▸ **Your objective**
Start at the line containing "point: broken plastic" and copy every line through the end of the records, requests included, shifting each coordinate in the answers by -39. Leave the request lines and their sample coordinates unchanged.

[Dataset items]
..........
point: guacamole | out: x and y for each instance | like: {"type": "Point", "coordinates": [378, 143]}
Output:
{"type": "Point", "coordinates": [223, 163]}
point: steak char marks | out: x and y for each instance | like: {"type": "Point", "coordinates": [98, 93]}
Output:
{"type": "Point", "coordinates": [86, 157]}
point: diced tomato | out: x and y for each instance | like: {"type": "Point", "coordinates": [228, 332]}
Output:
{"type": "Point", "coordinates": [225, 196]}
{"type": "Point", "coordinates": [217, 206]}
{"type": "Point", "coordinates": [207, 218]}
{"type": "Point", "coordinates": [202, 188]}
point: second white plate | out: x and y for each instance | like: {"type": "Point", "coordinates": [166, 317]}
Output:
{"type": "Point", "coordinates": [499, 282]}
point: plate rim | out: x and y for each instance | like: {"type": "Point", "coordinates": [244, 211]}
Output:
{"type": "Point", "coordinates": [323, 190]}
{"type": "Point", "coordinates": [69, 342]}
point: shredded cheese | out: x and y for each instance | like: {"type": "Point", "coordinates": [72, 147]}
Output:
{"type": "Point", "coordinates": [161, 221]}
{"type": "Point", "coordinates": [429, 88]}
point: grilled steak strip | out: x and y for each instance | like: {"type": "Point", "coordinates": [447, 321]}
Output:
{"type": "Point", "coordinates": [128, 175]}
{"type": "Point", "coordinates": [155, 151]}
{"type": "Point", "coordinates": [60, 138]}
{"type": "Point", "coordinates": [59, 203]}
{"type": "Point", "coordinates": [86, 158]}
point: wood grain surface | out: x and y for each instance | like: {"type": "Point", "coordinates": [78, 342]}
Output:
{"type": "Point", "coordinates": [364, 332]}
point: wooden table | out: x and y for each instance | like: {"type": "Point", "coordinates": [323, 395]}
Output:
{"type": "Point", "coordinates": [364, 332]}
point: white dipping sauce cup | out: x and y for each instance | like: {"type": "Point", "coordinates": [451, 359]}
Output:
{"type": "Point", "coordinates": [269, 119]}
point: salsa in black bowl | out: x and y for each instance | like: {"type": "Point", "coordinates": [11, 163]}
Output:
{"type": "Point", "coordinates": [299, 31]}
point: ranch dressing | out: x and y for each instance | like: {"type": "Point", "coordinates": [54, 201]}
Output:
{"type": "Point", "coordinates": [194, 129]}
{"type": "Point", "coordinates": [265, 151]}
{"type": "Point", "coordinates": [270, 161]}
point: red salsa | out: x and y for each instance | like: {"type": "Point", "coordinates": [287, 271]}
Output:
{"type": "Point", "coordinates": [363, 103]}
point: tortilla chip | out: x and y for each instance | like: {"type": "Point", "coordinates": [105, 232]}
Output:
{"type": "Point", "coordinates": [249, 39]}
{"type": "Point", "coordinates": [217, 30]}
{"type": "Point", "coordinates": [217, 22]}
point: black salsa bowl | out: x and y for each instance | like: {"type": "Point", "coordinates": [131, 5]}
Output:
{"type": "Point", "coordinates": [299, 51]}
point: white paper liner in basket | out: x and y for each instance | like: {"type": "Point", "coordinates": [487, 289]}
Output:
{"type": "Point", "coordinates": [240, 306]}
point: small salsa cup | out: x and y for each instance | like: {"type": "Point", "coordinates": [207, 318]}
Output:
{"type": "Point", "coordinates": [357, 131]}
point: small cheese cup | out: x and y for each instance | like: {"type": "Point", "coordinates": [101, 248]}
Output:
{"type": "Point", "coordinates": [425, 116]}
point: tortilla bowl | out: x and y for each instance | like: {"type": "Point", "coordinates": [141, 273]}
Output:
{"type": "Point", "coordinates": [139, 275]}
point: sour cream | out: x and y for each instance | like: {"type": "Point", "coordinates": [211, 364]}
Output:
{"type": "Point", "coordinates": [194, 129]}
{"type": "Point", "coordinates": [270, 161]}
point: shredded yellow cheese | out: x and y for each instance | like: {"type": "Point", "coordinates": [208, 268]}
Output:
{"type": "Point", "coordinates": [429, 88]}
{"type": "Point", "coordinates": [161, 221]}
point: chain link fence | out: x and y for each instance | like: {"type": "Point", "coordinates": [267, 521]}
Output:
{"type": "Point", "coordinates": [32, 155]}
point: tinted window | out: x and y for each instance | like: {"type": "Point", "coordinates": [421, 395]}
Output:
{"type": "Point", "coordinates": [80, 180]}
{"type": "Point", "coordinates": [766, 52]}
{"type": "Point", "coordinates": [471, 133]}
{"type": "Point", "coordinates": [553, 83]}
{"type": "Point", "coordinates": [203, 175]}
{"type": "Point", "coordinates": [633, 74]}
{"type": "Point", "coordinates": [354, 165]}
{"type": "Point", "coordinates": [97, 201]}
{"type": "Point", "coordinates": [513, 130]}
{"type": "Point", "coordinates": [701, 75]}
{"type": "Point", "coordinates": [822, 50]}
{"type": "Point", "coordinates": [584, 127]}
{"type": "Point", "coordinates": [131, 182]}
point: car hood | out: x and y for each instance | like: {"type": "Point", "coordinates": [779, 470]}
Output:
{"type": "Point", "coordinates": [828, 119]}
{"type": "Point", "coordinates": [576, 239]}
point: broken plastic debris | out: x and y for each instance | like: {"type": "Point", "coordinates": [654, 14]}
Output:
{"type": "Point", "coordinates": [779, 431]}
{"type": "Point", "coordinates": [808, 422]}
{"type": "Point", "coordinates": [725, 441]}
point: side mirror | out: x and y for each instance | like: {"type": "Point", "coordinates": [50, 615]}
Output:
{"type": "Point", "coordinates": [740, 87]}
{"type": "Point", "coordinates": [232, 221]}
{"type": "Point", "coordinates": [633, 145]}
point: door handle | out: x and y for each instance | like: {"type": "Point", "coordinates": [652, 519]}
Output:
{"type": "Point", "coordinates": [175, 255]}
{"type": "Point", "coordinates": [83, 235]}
..........
▸ **Final result**
point: broken plastic debris | out: x and y for each instance | like: {"type": "Point", "coordinates": [654, 14]}
Output:
{"type": "Point", "coordinates": [740, 392]}
{"type": "Point", "coordinates": [769, 383]}
{"type": "Point", "coordinates": [686, 402]}
point: side mirror | out: x and y for each instance | like: {"type": "Point", "coordinates": [50, 615]}
Output:
{"type": "Point", "coordinates": [701, 48]}
{"type": "Point", "coordinates": [193, 182]}
{"type": "Point", "coordinates": [594, 106]}
point: door handle | out: x and y for each instance | like: {"type": "Point", "coordinates": [652, 519]}
Output:
{"type": "Point", "coordinates": [136, 216]}
{"type": "Point", "coordinates": [44, 196]}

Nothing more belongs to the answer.